* _Set exercise A_
Find every line in the records that contains the string "calm" and copy each of those lines.

# Start of Given text

UNITED STATES
SECURITIES AND EXCHANGE COMMISSION
WASHINGTON, D.C. 20549
FORM 8-K
CURRENT REPORT
PURSUANT TO SECTION 13 OR 15(d) OF THE
SECURITIES EXCHANGE ACT OF 1934
Date of Report (Date of earliest event reported): November 5, 2007
VERINT SYSTEMS INC.
(Exact Name of Registrant as Specified in its Charter)
Delaware | 0-049790 | 11-3200514 | ||
(State or Other Jurisdiction of Incorporation) |
(Commission File Number) | (IRS Employer Identification No.) |
330 South Service Road, Melville, New York | 11747 | |
(Address of Principal Executive Offices) | (Zip Code) |
Registrants telephone number, including area code: (631) 962-9600
None
(Former Name or Former Address, if Changed Since Last Report)

# End of Given text

* _Set exercise B_
Answer these questions from the Form 8-K cover page:
(i) What is the date of the earliest event reported?
(ii) In which state is the registrant incorporated?
(iii) What telephone number, including area code, is listed for the registrant?

# Start of Dataset

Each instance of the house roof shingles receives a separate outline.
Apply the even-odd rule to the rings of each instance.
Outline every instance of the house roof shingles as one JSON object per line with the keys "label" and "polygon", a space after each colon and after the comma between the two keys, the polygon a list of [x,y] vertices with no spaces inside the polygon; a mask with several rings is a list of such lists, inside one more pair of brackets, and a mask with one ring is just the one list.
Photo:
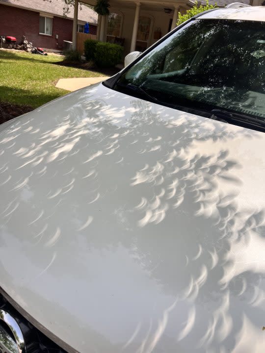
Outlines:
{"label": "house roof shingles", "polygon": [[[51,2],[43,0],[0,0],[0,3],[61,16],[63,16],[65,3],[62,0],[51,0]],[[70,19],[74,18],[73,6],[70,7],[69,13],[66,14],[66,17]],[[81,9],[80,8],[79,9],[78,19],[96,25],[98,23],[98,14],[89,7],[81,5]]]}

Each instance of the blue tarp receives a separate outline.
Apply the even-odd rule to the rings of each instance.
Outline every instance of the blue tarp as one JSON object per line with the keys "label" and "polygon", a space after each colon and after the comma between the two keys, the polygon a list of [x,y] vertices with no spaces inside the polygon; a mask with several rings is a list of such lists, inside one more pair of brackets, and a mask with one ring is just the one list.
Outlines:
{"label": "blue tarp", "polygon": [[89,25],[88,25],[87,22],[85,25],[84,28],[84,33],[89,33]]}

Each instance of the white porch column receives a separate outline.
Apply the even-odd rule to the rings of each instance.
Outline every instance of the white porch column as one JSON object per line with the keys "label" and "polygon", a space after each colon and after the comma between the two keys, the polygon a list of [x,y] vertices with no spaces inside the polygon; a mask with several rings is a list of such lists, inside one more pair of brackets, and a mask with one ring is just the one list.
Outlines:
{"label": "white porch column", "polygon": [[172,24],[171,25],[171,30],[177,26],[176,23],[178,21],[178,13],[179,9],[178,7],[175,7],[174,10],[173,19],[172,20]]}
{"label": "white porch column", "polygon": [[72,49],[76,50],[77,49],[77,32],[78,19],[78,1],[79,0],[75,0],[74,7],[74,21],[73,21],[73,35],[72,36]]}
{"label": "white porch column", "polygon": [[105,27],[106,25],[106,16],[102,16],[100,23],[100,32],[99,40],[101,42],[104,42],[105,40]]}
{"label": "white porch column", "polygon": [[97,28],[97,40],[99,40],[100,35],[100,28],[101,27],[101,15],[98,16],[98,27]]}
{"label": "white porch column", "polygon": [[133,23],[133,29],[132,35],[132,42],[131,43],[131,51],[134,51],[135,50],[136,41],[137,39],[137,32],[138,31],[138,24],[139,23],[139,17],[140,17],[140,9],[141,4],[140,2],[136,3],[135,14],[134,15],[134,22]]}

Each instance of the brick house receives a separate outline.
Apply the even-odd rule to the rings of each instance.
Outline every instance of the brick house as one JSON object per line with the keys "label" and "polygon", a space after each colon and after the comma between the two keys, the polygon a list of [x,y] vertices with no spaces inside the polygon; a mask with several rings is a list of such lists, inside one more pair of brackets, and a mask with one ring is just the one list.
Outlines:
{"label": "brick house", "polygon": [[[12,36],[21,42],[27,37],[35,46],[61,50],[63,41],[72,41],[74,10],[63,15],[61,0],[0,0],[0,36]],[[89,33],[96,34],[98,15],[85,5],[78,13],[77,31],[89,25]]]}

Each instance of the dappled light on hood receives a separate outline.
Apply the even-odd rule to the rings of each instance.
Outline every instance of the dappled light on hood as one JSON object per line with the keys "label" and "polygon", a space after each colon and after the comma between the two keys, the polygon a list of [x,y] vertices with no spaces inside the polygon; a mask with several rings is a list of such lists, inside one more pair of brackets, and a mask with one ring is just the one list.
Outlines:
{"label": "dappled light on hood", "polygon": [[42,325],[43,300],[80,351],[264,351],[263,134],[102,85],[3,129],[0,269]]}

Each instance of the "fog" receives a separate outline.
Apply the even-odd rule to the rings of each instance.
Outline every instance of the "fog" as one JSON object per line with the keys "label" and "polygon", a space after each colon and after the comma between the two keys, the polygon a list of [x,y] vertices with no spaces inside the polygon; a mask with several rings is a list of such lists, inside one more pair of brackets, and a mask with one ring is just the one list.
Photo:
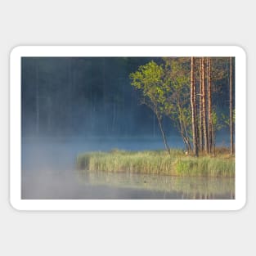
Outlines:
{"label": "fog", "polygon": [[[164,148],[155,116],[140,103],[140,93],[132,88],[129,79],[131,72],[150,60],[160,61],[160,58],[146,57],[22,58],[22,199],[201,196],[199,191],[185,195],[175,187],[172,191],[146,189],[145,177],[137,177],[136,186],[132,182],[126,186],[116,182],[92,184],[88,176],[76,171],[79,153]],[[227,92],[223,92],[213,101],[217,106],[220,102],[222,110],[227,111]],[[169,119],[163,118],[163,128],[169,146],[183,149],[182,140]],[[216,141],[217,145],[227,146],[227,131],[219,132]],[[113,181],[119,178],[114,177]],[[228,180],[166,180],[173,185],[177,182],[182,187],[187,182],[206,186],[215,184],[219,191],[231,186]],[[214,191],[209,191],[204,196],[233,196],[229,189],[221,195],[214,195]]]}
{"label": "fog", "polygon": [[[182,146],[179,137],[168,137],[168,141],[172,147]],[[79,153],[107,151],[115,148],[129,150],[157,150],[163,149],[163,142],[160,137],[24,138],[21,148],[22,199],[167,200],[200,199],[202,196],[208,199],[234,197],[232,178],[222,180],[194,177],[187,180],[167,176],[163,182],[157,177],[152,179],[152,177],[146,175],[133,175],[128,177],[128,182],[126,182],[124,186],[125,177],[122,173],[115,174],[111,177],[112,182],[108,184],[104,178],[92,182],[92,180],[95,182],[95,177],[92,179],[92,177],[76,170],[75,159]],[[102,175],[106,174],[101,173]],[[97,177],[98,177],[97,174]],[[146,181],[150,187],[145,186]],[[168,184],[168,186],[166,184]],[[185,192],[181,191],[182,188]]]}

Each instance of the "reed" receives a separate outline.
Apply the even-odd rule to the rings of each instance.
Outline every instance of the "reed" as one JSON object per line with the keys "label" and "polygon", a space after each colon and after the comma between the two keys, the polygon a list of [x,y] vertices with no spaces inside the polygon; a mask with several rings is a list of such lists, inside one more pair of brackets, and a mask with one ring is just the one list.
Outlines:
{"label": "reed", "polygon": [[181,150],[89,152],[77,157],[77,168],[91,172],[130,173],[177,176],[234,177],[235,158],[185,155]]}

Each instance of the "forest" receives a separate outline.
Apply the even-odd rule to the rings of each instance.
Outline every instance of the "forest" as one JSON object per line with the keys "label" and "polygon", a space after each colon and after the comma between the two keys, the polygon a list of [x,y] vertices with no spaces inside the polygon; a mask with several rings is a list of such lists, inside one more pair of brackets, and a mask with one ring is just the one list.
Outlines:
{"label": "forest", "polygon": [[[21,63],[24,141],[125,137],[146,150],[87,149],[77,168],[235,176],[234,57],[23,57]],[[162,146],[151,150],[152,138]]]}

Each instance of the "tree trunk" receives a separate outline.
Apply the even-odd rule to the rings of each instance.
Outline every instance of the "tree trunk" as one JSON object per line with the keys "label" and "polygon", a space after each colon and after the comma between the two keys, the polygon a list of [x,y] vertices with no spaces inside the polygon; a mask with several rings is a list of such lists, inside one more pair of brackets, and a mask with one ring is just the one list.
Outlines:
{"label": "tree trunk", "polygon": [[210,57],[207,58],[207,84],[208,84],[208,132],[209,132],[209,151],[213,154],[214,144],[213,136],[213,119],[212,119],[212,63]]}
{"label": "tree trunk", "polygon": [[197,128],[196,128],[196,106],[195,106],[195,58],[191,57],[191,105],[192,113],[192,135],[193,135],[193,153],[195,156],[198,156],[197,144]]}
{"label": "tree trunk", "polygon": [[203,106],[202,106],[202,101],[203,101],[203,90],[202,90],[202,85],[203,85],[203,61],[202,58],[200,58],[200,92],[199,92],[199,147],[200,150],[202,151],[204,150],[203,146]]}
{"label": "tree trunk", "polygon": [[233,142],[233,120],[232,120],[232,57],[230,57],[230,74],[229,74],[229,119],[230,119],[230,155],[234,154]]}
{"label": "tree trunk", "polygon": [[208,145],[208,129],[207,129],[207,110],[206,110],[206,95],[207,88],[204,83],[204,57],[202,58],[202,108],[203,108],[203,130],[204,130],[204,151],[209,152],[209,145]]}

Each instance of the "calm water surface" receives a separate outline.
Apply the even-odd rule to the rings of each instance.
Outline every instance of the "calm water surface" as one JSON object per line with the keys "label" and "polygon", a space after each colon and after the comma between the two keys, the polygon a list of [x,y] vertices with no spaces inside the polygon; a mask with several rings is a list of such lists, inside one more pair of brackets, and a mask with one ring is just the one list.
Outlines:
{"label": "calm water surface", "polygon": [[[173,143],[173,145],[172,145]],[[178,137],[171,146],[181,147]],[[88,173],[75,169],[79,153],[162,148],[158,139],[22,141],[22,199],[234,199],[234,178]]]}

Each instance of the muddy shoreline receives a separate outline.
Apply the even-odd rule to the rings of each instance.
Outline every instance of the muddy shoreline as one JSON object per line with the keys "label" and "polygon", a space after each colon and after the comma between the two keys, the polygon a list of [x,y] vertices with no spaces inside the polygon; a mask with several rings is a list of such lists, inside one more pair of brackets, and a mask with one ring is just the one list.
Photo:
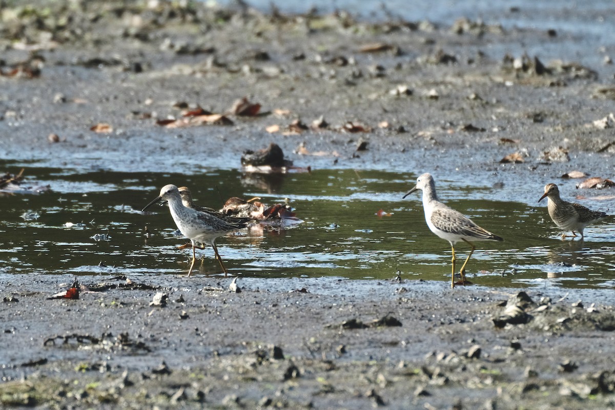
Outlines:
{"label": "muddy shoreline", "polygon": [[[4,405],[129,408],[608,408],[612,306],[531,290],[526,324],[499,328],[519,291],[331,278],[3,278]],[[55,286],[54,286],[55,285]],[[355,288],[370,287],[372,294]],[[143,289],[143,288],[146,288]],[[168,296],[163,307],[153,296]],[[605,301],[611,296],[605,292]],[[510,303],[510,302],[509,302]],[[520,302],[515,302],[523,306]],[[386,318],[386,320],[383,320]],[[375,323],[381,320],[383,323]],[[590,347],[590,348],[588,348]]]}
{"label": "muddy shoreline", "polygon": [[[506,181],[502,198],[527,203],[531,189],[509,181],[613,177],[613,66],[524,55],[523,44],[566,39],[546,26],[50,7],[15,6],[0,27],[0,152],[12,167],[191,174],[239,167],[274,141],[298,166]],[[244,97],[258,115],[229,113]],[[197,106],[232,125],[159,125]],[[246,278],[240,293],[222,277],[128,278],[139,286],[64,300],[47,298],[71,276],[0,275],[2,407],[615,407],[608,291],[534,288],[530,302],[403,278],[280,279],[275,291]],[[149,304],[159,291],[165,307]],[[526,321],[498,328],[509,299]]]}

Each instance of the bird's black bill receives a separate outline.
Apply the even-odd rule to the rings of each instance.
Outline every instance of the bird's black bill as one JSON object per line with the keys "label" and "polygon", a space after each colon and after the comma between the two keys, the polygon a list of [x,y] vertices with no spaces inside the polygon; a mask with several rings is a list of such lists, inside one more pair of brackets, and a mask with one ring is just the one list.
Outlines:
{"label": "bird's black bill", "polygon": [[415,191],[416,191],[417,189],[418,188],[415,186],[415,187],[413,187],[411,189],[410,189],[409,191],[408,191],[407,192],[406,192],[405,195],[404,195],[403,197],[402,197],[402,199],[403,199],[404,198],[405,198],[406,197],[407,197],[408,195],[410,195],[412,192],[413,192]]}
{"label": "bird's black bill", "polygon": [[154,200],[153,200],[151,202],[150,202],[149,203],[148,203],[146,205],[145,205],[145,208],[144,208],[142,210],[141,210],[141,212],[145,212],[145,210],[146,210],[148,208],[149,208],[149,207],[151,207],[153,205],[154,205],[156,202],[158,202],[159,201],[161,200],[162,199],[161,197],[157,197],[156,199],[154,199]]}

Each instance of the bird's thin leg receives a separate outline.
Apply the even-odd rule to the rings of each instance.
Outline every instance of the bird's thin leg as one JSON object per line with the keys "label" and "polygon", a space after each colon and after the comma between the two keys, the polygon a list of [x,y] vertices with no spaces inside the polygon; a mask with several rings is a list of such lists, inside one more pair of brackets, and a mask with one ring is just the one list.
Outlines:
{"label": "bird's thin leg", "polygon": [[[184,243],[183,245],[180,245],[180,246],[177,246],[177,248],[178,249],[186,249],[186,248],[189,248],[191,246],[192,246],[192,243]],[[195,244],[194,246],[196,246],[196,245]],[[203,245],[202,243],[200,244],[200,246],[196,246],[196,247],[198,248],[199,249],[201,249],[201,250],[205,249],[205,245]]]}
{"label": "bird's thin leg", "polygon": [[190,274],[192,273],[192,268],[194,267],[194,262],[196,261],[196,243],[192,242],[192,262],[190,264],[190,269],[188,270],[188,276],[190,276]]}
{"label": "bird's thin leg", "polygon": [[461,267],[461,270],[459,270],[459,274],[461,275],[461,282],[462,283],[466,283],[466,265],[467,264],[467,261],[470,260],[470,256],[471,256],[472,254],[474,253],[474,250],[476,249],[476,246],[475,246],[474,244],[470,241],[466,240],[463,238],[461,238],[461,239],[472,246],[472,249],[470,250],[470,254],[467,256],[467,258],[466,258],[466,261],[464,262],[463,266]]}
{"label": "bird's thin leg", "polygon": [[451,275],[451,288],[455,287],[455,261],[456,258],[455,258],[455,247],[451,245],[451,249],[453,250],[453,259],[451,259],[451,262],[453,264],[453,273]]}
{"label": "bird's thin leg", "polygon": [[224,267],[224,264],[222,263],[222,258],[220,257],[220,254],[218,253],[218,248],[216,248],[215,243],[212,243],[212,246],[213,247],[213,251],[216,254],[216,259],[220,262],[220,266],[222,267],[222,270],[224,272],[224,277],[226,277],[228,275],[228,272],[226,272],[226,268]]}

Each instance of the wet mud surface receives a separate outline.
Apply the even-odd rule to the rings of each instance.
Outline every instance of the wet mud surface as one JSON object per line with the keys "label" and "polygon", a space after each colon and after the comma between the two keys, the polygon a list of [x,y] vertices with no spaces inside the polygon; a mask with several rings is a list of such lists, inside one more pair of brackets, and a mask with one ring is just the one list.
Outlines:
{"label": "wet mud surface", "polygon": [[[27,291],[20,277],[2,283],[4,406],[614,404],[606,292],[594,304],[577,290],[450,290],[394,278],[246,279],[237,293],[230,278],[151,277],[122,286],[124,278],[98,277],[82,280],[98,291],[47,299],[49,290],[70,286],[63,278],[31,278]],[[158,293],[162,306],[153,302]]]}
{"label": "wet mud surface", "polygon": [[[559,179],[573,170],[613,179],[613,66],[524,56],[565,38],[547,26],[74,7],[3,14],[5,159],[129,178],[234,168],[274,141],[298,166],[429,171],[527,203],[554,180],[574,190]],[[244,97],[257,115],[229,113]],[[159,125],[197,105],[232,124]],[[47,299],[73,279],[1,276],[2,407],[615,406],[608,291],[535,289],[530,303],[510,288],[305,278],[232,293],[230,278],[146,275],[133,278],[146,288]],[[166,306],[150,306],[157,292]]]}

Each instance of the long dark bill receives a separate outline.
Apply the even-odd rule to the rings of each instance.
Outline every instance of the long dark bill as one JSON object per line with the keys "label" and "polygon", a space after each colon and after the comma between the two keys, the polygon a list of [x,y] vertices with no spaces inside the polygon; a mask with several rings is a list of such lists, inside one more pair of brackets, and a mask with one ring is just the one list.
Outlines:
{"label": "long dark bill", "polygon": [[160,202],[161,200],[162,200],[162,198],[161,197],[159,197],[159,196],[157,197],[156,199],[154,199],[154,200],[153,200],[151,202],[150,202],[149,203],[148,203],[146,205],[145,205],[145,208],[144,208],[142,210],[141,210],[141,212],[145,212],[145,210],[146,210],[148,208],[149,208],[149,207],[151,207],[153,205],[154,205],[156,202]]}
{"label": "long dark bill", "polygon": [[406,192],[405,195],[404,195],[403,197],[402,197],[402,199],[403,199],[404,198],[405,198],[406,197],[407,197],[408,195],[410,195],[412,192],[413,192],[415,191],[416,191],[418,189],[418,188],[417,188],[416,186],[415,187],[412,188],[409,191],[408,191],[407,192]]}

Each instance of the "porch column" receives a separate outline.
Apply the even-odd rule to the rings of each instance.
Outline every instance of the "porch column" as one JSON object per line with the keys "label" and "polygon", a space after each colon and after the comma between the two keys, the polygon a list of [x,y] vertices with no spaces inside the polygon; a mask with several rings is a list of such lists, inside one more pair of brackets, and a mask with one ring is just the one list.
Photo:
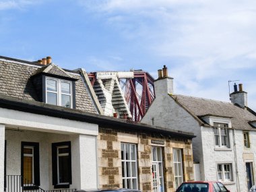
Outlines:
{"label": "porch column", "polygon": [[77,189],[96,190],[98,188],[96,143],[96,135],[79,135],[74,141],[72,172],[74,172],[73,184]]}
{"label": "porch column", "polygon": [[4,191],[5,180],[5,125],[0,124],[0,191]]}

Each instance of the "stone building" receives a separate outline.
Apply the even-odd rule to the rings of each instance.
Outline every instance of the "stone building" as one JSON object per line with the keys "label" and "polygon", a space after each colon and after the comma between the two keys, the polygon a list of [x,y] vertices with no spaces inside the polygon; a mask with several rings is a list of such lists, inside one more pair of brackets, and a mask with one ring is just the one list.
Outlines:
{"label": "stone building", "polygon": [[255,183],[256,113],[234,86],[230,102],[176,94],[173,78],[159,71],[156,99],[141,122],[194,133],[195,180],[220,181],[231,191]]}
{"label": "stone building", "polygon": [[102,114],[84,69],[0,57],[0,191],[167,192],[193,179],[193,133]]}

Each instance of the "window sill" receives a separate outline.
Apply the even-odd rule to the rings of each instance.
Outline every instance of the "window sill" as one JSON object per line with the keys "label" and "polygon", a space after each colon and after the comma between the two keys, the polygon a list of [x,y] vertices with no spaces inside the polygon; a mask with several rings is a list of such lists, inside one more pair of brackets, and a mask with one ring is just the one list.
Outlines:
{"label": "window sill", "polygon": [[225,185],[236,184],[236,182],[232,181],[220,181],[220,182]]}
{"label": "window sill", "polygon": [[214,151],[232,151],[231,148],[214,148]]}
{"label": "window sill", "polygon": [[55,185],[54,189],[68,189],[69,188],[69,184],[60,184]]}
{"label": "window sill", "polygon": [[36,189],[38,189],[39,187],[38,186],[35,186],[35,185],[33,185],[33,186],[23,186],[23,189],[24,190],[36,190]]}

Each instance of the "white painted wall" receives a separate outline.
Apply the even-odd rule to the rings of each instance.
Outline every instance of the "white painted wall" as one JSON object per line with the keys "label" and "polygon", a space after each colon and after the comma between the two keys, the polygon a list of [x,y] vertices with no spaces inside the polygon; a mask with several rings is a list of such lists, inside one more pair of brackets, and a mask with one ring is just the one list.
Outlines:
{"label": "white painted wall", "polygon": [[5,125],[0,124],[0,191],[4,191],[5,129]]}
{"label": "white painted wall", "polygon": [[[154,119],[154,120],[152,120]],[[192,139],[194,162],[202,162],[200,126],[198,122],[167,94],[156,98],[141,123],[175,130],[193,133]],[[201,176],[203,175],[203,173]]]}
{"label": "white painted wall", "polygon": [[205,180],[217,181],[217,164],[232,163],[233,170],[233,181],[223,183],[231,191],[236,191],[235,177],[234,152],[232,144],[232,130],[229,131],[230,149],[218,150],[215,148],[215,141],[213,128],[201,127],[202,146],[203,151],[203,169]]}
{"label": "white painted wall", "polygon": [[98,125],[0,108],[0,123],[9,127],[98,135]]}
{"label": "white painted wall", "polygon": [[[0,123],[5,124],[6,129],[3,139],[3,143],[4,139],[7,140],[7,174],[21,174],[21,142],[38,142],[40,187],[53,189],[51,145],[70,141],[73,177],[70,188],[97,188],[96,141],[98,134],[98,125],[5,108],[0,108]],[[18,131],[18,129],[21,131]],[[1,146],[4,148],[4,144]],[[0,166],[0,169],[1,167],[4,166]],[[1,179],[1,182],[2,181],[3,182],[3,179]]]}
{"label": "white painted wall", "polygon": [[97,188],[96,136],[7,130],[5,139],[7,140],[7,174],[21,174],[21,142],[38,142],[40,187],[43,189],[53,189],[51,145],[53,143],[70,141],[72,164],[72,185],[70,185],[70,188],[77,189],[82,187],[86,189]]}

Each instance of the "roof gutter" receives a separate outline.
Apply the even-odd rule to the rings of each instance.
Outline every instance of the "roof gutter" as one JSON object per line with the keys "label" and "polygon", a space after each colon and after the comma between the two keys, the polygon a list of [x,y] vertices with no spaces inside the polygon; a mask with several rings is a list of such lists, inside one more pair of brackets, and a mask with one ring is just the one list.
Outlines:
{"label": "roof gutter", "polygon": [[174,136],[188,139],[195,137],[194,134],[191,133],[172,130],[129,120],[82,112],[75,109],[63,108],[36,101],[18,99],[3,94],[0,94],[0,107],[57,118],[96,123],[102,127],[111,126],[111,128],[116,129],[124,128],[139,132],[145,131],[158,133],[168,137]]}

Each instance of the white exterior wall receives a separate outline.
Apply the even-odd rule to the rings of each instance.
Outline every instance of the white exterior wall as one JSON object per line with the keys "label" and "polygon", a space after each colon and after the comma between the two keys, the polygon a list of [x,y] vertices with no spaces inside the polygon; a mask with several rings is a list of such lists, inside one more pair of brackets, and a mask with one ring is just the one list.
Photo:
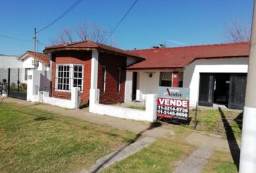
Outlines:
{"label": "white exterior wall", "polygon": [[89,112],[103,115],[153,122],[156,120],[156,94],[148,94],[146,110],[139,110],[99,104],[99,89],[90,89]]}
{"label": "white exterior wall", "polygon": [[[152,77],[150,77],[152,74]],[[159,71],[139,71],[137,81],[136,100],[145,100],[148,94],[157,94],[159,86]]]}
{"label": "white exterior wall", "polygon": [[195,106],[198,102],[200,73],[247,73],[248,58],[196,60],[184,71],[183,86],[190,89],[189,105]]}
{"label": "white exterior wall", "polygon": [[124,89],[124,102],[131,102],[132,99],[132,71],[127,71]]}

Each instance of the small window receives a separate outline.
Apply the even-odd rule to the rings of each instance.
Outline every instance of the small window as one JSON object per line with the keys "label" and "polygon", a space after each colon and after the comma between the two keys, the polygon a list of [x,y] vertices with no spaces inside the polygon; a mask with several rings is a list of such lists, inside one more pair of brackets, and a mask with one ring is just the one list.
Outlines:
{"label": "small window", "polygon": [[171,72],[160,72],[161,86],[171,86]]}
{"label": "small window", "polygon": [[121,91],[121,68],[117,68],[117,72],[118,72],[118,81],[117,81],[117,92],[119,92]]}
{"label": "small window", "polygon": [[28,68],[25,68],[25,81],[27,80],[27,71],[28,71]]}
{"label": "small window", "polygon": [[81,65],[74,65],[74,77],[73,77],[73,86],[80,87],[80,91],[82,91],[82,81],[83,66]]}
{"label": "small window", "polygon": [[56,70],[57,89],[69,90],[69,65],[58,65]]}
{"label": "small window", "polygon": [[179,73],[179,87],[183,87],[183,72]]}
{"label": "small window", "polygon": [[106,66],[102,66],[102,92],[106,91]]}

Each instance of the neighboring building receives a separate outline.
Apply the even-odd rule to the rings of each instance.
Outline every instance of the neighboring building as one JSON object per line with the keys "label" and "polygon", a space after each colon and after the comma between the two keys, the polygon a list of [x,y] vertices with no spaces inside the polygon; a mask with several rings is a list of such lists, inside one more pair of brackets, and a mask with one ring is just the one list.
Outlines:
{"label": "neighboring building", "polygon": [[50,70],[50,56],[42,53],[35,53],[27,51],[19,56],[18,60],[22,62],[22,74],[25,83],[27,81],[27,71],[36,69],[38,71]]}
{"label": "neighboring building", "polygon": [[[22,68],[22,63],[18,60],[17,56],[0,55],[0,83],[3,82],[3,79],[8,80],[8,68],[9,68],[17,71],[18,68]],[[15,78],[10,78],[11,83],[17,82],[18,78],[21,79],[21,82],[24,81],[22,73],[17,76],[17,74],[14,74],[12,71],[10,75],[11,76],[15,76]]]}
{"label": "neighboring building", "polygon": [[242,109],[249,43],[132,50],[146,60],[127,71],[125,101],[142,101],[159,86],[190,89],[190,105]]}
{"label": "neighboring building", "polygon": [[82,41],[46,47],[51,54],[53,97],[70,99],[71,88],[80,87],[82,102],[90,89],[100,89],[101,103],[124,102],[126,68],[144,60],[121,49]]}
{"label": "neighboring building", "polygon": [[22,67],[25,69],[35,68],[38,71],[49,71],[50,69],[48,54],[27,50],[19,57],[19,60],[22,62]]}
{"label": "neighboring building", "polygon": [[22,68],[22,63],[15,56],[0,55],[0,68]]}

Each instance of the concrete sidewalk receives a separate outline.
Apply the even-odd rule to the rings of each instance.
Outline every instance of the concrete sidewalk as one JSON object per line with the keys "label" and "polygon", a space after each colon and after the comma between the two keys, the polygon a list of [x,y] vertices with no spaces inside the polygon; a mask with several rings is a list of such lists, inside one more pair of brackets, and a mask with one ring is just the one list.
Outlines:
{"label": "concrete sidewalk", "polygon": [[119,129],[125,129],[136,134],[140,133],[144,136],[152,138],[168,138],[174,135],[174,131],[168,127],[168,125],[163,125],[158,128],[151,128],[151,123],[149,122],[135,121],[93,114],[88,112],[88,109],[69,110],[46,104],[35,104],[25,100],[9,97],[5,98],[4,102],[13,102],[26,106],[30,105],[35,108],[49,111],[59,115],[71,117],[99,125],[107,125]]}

# End of Dataset

* _Result A_
Each instance of the "calm water surface" receives a separate outline.
Outline every instance of the "calm water surface" as one JSON object per line with the keys "label" and "polygon", a space after each colon and after the comma between the two keys, the polygon a list of [x,y] vertices with no spaces inside the polygon; a mask with several rings is a list of such lists, inside one more pair of brackets, and a mask with one ring is just the one list.
{"label": "calm water surface", "polygon": [[[173,143],[173,145],[172,145]],[[178,137],[171,146],[181,147]],[[88,173],[75,169],[79,153],[162,148],[158,139],[22,141],[22,199],[234,199],[234,178]]]}

* _Result B_
(i) November 5, 2007
(ii) Delaware
(iii) (631) 962-9600